_Lista zadań_:
(1) Oceń, czy zdania (a), (b) i (c) są zgodne z wpisem o grach crpg. Przy każdym odpowiedz „tak” lub „nie” i przytocz dosłownie rozstrzygające słowa wpisu.
(a) Ocena tytułu jest rozbijana na sześć spraw istotnych dla gatunku.
(b) W Bloodlines wszystko jest jasno opisane w ekranie postaci.
(c) W Dragon's Dogma: Dark Arisen wszystkie informacje o rozwoju postaci są podane w ekranie postaci.
(2) Przepisz wiernie fragment wpisu o grach crpg od słów "Po kolejnym wykolejeniu" do słów "zatem swoimi przemyśleniami.".
--- Cytowany fragment ---
Wpis z mikrobloga

Co można nazwać grą crpg?

Po kolejnym wykolejeniu dyskusji, która zeszła na powyższy temat, uznałem, że jest spore zapotrzebowanie na poruszenie tej sprawy ( ͡º ͜ʖ͡º) Podzielę się zatem swoimi przemyśleniami.

Sześć ich jest, a może i nie

Generalnie by sobie ułatwić ocenę tytułu, rozbijam go na sześć spraw istotnych dla gatunku #crpg:

1. System rozwoju postaci

W grach rpg rozwój postaci jest potraktowany w przeróżny sposób. Są takie jak np. Arcanum, które wyglądają bardzo imponująco pod tym względem. Inne jak np. Planescape: Torment są w tym względzie niebyt rozbudowane. Są systemy, gdzie wszystko jest jasno opisane w ekranie postaci, jak ma to miejsce w takim Bloodlines. W innych grach transparentność zmusza do poszukiwania informacji w instrukcji, czy też wręcz na wiki, np. gry w serii Realms of Arkania, czy też Dragon's Dogma: Dark Arisen.
--- Dostarczone pozycje ---
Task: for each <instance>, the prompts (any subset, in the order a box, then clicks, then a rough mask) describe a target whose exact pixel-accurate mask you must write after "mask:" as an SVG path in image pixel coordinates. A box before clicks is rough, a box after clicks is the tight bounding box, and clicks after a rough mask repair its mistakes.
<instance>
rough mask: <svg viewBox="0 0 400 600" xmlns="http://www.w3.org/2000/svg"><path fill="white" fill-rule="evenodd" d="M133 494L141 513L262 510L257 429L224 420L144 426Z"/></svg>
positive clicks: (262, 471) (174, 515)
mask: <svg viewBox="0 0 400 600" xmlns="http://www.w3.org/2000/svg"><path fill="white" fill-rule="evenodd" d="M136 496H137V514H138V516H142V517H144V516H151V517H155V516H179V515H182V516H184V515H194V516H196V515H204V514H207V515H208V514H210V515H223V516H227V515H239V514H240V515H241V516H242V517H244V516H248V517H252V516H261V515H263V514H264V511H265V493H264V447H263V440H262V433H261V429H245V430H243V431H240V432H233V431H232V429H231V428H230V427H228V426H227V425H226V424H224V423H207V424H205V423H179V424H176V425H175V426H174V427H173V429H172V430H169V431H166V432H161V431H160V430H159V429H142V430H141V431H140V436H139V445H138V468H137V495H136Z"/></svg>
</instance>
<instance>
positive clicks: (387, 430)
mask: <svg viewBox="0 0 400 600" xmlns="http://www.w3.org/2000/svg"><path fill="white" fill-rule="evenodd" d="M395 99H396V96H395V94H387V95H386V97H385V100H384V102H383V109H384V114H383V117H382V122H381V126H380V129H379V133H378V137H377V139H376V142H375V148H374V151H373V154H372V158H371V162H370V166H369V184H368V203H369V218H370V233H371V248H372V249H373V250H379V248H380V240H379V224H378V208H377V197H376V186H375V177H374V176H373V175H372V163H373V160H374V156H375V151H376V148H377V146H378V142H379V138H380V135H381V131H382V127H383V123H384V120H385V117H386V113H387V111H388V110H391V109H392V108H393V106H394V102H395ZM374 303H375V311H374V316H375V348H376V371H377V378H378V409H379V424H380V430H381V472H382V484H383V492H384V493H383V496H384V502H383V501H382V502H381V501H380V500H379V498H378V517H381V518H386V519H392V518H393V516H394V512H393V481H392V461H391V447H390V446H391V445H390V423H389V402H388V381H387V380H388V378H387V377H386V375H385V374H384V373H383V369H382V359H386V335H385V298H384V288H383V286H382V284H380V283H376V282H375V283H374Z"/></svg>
---
_Odpowiedzi do zadań_:
(1)
(a) Tak: „rozbijam go na sześć spraw istotnych dla gatunku #crpg”.
(b) Tak: „Są systemy, gdzie wszystko jest jasno opisane w ekranie postaci, jak ma to miejsce w takim Bloodlines”.
(c) Nie: „W innych grach transparentność zmusza do poszukiwania informacji w instrukcji, czy też wręcz na wiki, np. gry w serii Realms of Arkania, czy też Dragon's Dogma: Dark Arisen”.

(2)
Po kolejnym wykolejeniu dyskusji, która zeszła na powyższy temat, uznałem, że jest spore zapotrzebowanie na poruszenie tej sprawy ( ͡º ͜ʖ͡º) Podzielę się zatem swoimi przemyśleniami.